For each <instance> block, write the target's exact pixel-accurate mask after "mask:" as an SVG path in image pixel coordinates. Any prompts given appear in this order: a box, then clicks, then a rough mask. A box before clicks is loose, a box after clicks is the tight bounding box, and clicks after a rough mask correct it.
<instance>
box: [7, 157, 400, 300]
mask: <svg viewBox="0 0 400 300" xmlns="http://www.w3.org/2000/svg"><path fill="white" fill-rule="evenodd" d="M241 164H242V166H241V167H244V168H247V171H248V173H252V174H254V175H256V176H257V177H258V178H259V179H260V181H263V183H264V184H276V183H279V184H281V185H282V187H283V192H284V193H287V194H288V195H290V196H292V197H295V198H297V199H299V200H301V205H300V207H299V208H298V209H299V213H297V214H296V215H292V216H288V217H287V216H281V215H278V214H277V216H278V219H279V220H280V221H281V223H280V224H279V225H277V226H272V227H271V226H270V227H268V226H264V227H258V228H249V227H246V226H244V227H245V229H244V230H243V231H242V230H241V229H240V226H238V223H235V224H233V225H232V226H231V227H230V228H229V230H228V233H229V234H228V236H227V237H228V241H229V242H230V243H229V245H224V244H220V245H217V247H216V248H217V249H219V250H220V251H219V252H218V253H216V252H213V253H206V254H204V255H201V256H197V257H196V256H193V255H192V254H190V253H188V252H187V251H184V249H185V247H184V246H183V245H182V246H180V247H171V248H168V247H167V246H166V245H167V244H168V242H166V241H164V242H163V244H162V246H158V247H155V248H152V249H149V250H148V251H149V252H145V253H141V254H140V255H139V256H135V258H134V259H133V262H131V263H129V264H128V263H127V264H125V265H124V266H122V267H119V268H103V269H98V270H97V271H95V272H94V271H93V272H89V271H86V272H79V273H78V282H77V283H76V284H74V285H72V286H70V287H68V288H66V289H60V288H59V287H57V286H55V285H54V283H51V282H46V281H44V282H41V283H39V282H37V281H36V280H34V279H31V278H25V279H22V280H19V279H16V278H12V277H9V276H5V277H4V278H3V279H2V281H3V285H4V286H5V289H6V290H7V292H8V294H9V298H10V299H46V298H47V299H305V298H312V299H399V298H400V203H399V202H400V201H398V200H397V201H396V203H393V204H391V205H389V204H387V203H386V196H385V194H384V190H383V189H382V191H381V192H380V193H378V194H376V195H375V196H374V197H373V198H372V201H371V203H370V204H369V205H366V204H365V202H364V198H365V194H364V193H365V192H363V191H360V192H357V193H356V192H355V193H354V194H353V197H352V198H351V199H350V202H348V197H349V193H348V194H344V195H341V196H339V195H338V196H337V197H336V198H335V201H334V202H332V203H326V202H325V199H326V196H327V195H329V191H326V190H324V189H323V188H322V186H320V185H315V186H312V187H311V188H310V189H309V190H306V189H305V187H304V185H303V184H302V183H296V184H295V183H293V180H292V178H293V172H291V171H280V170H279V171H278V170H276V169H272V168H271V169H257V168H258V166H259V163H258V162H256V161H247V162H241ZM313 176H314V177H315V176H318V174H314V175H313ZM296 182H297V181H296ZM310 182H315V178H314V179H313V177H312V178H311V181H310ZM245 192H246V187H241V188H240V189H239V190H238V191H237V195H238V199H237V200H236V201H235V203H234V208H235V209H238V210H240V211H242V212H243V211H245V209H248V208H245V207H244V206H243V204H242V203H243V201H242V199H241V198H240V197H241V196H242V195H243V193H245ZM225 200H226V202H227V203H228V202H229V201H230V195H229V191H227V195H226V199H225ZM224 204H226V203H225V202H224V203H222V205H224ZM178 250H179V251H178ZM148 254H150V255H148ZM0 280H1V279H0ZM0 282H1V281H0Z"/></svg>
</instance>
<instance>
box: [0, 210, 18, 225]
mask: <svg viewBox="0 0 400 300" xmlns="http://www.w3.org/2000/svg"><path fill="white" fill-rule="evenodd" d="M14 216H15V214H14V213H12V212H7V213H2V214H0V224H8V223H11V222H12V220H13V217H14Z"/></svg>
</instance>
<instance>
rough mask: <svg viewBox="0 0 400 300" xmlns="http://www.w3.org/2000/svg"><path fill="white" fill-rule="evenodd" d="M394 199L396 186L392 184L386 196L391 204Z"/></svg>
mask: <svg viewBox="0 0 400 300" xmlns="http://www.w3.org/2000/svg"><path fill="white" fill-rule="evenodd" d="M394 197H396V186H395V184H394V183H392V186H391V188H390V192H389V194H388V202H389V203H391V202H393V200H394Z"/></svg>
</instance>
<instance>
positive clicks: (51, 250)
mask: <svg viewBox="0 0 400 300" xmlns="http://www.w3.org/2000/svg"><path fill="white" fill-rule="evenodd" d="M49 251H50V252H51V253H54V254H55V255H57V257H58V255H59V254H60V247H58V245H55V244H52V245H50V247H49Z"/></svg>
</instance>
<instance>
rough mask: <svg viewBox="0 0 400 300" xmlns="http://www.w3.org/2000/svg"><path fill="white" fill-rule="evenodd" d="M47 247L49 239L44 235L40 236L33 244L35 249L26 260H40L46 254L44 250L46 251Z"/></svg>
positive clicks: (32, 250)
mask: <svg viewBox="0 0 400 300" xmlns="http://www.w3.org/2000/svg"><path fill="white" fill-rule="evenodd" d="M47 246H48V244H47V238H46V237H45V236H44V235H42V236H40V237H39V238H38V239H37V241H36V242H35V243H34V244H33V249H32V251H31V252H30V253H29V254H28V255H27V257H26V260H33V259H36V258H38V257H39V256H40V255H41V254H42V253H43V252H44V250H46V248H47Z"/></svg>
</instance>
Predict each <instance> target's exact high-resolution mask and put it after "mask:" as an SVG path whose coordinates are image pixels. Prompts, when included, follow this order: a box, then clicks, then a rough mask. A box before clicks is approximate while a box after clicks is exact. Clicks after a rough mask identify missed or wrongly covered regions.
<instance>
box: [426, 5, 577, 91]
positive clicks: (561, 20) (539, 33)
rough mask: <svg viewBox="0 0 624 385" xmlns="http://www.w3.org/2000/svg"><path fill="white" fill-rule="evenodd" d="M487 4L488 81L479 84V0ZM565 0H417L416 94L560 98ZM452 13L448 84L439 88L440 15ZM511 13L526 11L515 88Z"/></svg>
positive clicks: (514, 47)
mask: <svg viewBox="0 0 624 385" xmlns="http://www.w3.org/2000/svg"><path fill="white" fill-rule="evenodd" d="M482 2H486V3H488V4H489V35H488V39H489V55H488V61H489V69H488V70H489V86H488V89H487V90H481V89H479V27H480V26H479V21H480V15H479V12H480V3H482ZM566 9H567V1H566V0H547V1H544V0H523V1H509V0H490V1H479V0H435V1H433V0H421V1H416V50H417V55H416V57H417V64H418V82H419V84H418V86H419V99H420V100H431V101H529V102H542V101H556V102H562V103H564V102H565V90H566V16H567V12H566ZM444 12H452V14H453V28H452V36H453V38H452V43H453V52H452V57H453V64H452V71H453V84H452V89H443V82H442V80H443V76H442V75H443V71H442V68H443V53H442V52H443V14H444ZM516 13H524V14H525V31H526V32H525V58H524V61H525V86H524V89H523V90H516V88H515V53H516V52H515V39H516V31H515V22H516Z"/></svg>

·····

Exercise details ::
Collect every line in the entries above that contains the word "image", and copy each such line in full.

Answer box ::
For each <instance> block, write the target's exact pixel-accurate mask after "mask:" as an SVG path in image pixel coordinates. Any prompts given appear in this order: a box, then clicks, then a rough mask. A box before clicks is loose, a box after clicks is the tight bounding box, and clicks after a rough mask correct it.
Predict each <instance> target's exact high-resolution mask and put it after "mask:" as an SVG path whose coordinates are image pixels. Prompts, when included, follow this order: a box, then clicks, then a rough mask. A box before clicks is approximate while a box after clicks is exact. Clicks after a rough mask identify missed or wrongly covered regions.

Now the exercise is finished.